_TEXT:_
Carnegie Mellon University
12:30 pm to 1:30 pm
Newell-Simon Hall 3305
Abstract:
One of the most fundamental tasks for any robotics application is the ability to adequately assimilate and respond to incoming sensor data. In the case of 3D range sensing, modern-day sensors generate massive quantities of point cloud data that strain available computational resources. Dealing with large quantities of unevenly sampled 3D point data is a great challenge for many fields, including autonomous driving, 3D manipulation, augmented reality, and medical imaging. This thesis explores how carefully designed statistical models for point cloud data can facilitate, accelerate, and unify many common tasks in the area of range-based 3D perception. We first establish a novel family of compact generative models for 3D point cloud data, offering them as an efficient and robust statistical alternative to traditional point-based or voxel-based data structures. We then show how these statistical models can be utilized toward the creation of a unified data processing architecture for tasks such as segmentation, registration, visualization, and mapping.
In complex robotics systems, it is common for various concurrent perceptual processes to have separate low-level data processing pipelines. Besides introducing redundancy, these processes may perform their own data processing in conflicting or ad hoc ways. To avoid this, tractable data structures and models need to be established that share common perceptual processing elements. Additionally, given that many robotics applications involving point cloud processing are size, weight, and power-constrained, these models and their associated algorithms should be deployable in low-power embedded systems while retaining acceptable performance. Given a properly flexible and robust point processor, therefore, many low-level tasks could be unified under a common architectural paradigm and greatly simplify the overall perceptual system.

_DATA EXTRACTS:_
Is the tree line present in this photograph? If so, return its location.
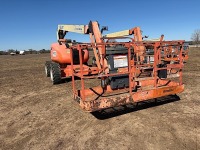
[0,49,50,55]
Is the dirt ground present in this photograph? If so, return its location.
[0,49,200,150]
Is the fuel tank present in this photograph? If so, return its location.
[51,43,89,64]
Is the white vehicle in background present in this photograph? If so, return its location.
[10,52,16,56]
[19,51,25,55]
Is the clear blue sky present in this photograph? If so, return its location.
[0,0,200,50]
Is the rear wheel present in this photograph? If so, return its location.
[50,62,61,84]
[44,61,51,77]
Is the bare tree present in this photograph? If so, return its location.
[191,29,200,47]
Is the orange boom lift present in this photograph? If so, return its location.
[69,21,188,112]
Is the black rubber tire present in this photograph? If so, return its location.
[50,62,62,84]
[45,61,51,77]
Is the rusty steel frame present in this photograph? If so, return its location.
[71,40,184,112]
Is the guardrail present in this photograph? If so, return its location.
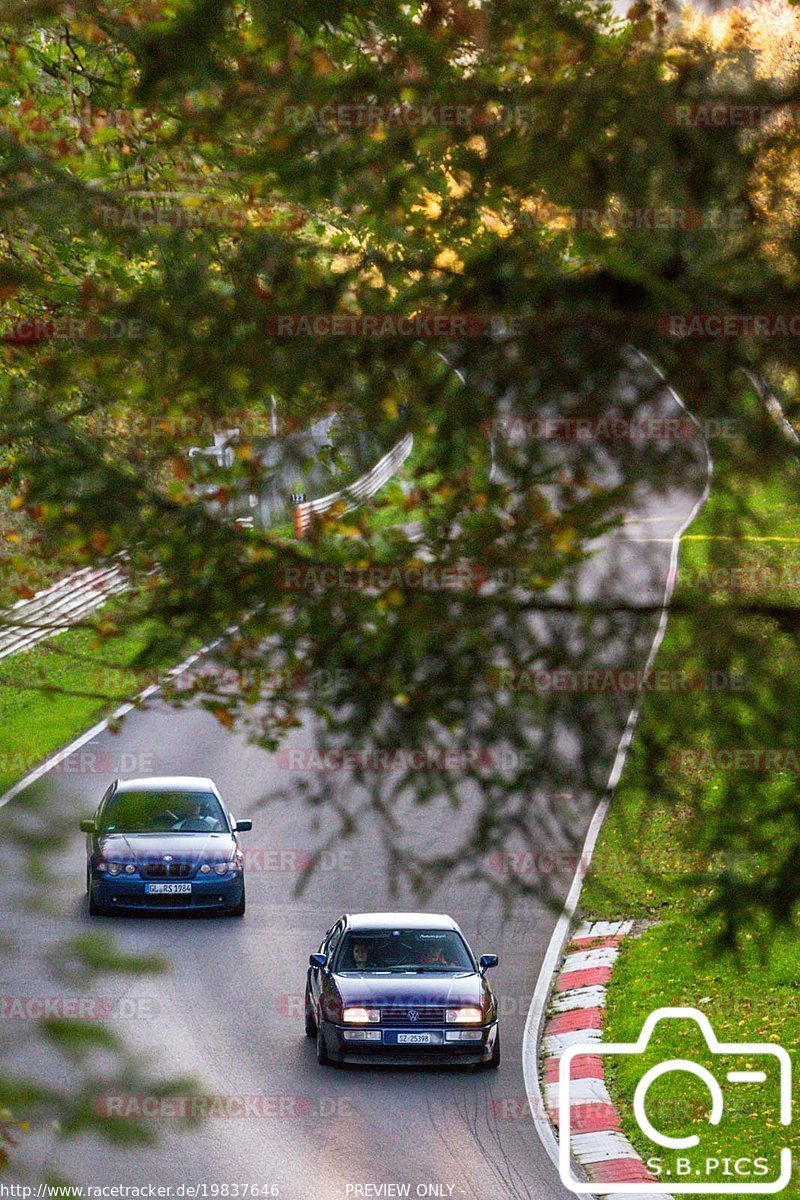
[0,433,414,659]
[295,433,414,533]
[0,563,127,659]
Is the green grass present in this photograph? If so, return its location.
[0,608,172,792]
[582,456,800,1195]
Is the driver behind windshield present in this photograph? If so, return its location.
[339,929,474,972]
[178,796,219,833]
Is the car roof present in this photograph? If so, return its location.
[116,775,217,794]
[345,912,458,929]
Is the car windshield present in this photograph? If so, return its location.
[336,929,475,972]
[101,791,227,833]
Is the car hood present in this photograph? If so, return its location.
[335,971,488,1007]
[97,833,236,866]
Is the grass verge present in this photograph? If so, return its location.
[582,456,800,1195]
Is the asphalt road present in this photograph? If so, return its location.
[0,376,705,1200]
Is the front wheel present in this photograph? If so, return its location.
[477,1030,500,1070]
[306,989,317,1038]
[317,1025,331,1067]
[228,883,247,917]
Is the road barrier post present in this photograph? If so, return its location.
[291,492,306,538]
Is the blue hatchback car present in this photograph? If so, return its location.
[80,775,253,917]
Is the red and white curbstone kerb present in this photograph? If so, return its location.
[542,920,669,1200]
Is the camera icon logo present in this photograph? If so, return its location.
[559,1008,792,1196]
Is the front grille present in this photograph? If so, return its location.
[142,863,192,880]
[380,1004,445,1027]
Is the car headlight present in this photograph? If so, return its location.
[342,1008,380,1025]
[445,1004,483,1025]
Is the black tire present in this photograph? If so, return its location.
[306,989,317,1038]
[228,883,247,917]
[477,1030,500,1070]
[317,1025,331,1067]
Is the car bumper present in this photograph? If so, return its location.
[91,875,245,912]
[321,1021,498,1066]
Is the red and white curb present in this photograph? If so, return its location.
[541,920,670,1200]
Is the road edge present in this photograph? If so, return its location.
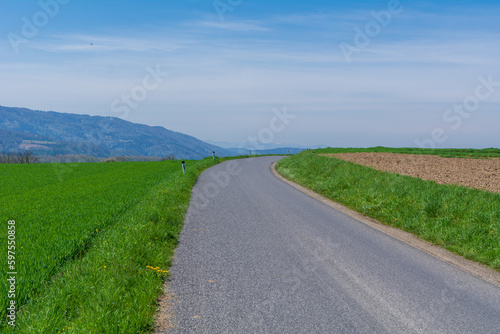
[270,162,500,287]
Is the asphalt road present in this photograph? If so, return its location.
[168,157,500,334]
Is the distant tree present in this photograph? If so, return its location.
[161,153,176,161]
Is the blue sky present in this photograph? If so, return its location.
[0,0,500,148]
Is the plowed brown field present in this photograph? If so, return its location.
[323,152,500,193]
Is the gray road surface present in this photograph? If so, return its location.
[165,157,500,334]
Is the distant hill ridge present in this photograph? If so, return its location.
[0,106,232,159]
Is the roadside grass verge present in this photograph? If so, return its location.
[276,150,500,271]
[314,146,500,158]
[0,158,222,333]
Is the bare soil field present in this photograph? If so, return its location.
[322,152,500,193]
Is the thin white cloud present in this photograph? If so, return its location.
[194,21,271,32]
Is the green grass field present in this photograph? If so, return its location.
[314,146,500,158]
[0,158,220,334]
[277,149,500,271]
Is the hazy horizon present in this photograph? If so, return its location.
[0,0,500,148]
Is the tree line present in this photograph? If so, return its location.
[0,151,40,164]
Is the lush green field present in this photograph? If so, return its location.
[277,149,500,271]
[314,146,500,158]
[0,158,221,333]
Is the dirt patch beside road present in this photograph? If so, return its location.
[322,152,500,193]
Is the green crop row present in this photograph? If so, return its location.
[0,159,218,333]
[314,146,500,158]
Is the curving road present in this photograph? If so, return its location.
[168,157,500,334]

_PROBLEM DESCRIPTION:_
Resume the thesis abstract on statistical models for 3D point cloud data, starting right after its final sentence.

_RESULT BELOW:_
In this thesis, a family of compact generative models is introduced for point cloud data based on hierarchical Gaussian Mixture Models. Using recursive, data-parallel variants of the Expectation Maximization algorithm, we construct high fidelity statistical and hierarchical point cloud models that compactly represent the data as a 3D generative probability distribution. In contrast to raw points or voxel-based decompositions, our proposed statistical model provides a better theoretical footing for robustly dealing with noise, constructing maximum likelihood methods, reasoning probabilistically about free space, utilizing spatial sampling techniques, and performing gradient-based optimizations. Further, the construction of the model as a spatial hierarchy allows for Octree-like logarithmic time access. One challenge compared to previous methods, however, is that our model-based approach incurs a potentially high creation cost. To mitigate this problem, we leverage data parallelism in order to design models well-suited for GPU acceleration, allowing them to run at rate for many time-critical applications. We show how our models can facilitate various 3D perception tasks, demonstrating state-of-the-art performance in geometric segmentation, registration, dynamic occupancy map creation, and 3D visualization.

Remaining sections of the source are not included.